- Document section -
# Is cedar mulch ok?



## Schnab (Apr 25, 2009)

Just a quick question, but I was wondering if cedar mulch would be safe to use for tegus. I went to the Home Depot near my house and they don't have any cypress mulch. I did however try this stuff called BeatsPeat coconut coir. It's pretty cheap, and its the kind of earth that you need to add water for it to expand. It's great for digging, but not so much for holding humidity. What I was gonna do was get some cedar mulch and mix it in with the peat, but am worried that the acidity of cedar being harmfull for my tegus health.


----------



## VenomVipe (Apr 25, 2009)

No cedar man. Its harmful to all reptiles.


----------



## Red Earth Exotics (Apr 25, 2009)

cedar is lethal to reptiles. i would definitely keep trying to find the cyprus mulch. surely there are some nursery's or other home improvement stores that would have it.


----------



## jmiles50 (Apr 25, 2009)

NO DICE :nono


----------



## Schnab (Apr 25, 2009)

Phew, I'm glade I didn't do anything stupid. But yeh, I'll keep looking around for something


----------



## Beasty (Apr 25, 2009)

I have seen aspen used with snakes and I have seen a tegu set-up or two with it as well. Got to be 100% aspen tho, not a blend.(something to watch for with cypress as well- they slip in pine and cedar sometimes so read the bag) 
True Value Hardware or Ace Hardware sell cypress if you can find one locally have them dig into the computer and find the skew # and special order you some. (get several if you can) It should be about $7 or so a 2cu.ft. bag or so.(big honkin bags) If all else fails coconut substrate such as Eco-Earth which also comes in bricks and expands with water will work for the tegu. (sounds like you got something similar)
Good luck to you!


----------



## Schnab (Apr 26, 2009)

Thanks for the suggestions, but the stores you've mentioned, I doubt they have branches in Canada, I did however remember of a gardening store near here that may have cypress mulch.


----------



## Tux (Apr 26, 2009)

Yes here in Canada you will find cypress at gardening stores, also sometimes at home depot, not often but when they have it it's in the gardening section.


----------

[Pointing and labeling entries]
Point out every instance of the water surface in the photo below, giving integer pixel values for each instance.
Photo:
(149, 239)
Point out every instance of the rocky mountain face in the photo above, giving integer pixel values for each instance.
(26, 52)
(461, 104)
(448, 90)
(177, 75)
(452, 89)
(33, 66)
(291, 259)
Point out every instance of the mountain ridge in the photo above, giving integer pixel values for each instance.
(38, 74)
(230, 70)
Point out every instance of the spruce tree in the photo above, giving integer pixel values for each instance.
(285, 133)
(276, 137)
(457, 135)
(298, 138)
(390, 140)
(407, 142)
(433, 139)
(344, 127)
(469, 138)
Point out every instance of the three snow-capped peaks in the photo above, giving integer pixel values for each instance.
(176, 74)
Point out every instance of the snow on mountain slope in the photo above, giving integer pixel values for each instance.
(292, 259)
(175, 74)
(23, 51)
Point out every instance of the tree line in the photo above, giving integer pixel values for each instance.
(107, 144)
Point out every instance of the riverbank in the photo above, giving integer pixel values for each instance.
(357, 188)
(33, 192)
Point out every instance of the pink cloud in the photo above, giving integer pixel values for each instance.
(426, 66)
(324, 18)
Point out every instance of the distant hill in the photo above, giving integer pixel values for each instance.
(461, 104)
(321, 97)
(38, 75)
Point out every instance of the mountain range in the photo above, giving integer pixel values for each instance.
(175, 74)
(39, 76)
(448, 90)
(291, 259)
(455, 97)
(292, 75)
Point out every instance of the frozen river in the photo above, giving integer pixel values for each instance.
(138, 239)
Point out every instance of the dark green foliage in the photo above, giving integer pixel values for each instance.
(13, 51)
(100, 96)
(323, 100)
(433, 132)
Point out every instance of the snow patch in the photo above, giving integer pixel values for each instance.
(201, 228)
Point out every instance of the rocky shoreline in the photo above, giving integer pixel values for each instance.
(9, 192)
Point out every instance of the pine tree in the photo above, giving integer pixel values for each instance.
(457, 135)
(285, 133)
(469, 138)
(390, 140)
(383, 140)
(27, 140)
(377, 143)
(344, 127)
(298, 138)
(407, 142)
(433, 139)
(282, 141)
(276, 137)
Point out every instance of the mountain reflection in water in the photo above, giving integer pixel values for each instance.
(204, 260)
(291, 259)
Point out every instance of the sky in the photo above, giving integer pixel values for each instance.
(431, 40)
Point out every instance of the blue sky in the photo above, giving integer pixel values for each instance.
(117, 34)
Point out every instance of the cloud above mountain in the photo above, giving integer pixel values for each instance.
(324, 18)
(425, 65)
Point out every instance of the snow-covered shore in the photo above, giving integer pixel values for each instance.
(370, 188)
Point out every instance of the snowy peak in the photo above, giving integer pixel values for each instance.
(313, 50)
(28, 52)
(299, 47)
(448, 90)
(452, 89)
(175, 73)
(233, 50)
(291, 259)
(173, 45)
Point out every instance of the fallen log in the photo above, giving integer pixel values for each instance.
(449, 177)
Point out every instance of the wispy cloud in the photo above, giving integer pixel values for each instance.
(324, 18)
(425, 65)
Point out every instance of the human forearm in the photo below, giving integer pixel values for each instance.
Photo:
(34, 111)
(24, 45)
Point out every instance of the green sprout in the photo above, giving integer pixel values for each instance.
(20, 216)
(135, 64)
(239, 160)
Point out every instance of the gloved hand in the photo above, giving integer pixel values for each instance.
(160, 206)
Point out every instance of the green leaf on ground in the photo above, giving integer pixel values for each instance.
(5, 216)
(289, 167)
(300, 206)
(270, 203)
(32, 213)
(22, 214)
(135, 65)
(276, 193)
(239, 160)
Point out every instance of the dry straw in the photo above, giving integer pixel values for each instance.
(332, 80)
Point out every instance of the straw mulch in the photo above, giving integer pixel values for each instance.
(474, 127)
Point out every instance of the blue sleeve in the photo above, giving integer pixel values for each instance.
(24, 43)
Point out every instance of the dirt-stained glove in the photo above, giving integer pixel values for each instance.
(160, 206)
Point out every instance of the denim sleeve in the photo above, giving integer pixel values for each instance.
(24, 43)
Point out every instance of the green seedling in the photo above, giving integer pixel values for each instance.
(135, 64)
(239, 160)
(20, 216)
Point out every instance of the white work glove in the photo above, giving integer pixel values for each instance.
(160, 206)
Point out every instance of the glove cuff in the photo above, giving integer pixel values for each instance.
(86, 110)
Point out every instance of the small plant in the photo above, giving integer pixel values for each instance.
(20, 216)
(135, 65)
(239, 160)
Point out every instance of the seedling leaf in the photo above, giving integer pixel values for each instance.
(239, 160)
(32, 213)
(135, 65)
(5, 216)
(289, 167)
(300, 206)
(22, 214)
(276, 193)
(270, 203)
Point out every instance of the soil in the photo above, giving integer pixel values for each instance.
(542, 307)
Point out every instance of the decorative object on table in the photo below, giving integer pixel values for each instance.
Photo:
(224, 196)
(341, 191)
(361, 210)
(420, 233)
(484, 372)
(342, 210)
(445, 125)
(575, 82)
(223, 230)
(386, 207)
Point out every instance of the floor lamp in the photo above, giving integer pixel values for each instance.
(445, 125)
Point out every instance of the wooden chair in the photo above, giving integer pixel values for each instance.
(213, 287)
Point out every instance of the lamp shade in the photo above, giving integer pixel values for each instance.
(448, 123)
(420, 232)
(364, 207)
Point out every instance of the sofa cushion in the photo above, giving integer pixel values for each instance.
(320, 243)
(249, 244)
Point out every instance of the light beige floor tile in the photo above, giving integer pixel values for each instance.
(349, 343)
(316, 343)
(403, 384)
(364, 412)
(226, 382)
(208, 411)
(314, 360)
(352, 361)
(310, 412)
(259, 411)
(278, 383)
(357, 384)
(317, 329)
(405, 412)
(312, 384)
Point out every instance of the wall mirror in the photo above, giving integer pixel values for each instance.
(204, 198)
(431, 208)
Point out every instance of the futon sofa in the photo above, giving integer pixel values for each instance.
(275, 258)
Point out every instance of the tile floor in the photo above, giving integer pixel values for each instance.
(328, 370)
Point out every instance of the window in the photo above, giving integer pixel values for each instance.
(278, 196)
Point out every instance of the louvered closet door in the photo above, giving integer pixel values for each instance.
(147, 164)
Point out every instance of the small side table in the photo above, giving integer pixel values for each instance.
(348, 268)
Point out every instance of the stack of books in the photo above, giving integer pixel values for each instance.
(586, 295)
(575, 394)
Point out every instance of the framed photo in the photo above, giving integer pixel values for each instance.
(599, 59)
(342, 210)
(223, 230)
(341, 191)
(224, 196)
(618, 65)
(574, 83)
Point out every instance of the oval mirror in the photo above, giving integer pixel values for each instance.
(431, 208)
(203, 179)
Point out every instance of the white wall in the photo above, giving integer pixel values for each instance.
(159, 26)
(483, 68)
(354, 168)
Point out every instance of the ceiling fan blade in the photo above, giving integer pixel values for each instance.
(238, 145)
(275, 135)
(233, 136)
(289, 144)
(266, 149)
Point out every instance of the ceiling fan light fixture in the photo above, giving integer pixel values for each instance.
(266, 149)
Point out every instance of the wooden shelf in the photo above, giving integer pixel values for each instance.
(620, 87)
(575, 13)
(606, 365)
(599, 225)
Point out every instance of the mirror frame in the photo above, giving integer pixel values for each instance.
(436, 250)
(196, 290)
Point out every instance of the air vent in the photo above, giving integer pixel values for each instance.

- To do -
Rewrite the cedar mulch thread between "Phew, I'm glade" and "luck to you!", inclusive, substituting "birch" for "aspen".

- Reply to the exercise -
Phew, I'm glade I didn't do anything stupid. But yeh, I'll keep looking around for something


----------



## Beasty (Apr 25, 2009)

I have seen birch used with snakes and I have seen a tegu set-up or two with it as well. Got to be 100% birch tho, not a blend.(something to watch for with cypress as well- they slip in pine and cedar sometimes so read the bag) 
True Value Hardware or Ace Hardware sell cypress if you can find one locally have them dig into the computer and find the skew # and special order you some. (get several if you can) It should be about $7 or so a 2cu.ft. bag or so.(big honkin bags) If all else fails coconut substrate such as Eco-Earth which also comes in bricks and expands with water will work for the tegu. (sounds like you got something similar)
Good luck to you!